*THE RECORDS*.

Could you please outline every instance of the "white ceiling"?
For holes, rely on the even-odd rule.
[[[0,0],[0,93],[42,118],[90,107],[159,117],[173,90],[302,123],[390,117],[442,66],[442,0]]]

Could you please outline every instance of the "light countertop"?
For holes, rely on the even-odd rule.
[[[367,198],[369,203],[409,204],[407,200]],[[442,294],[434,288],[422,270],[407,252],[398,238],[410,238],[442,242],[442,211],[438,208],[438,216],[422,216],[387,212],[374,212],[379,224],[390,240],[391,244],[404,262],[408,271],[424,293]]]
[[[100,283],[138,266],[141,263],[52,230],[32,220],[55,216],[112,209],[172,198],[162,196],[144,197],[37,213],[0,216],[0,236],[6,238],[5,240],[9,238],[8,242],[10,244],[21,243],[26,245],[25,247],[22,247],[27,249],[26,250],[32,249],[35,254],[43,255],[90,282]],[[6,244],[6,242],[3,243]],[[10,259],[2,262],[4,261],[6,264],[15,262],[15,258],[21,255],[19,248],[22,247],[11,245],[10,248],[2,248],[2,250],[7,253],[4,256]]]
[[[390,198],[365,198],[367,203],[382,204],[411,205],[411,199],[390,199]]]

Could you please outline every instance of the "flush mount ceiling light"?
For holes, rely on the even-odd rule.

*TASK INSTRUCTIONS*.
Can you write out every row above again in full, requests included, with each polygon coordinate in the outlines increased by 68?

*TASK RESULT*.
Could you please outline every instance of the "white ceiling"?
For holes, rely on the even-odd rule.
[[[68,68],[68,161],[110,186],[158,175],[227,185],[241,158],[370,191],[458,185],[510,134],[510,68]]]

Could you please outline every instance of the "light countertop"?
For holes, rely on the even-odd rule.
[[[435,266],[437,271],[477,272],[475,268]],[[510,362],[502,356],[490,338],[475,320],[466,306],[478,306],[510,310],[510,279],[506,276],[506,284],[490,284],[455,280],[442,280],[447,292],[458,308],[459,312],[472,330],[476,339],[492,361]]]
[[[168,351],[206,334],[209,331],[120,298],[100,288],[123,284],[180,277],[240,266],[230,264],[212,265],[105,281],[68,284],[68,304],[74,306],[73,308],[77,306],[76,310],[78,312],[89,311],[94,313],[93,315],[90,315],[95,317],[94,318],[100,317],[103,322],[111,323],[158,350]],[[74,312],[74,310],[71,311]],[[78,327],[70,330],[72,329],[74,332],[83,330],[83,326],[89,323],[87,316],[90,315],[79,313],[78,316],[70,316],[70,318],[75,321],[72,324]]]
[[[458,266],[433,266],[435,271],[450,272],[479,273],[479,267],[458,267]]]

Could you please outline every instance of the "flush mount ceiling light"?
For holes, rely on the even-odd rule.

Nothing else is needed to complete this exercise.